[Opening INFORMATION SUPPLIED section]

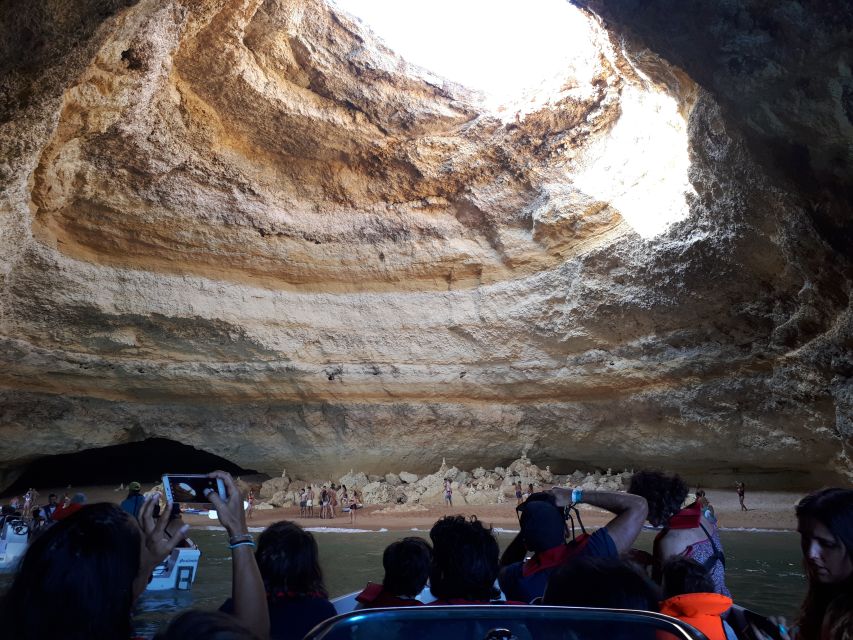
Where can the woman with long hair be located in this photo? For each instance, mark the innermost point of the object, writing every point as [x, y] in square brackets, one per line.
[289, 562]
[825, 525]
[686, 531]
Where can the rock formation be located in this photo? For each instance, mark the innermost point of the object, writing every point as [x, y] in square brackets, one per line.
[248, 226]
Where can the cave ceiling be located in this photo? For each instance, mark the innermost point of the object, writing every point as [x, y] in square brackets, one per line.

[Closing INFORMATION SUPPLIED section]

- **WHAT IS REQUIRED**: I'd like the material duplicated exactly, without its pictures.

- **REPLY TO THE TASK**:
Where can the woman with long hair be located in this photo? For each instance, mark the innermost point of the object, writing every point as [x, y] in square brackets, one per line.
[289, 562]
[825, 525]
[686, 531]
Where can the rock formation be located in this photo? For each instance, mark the innermost point of the object, writing every point as [x, y] in square brackets, one per line.
[248, 226]
Where can the cave ceiling be located in this photo? For each instance, mark the innermost point of the object, writing every point as [x, y] in square brackets, one per line.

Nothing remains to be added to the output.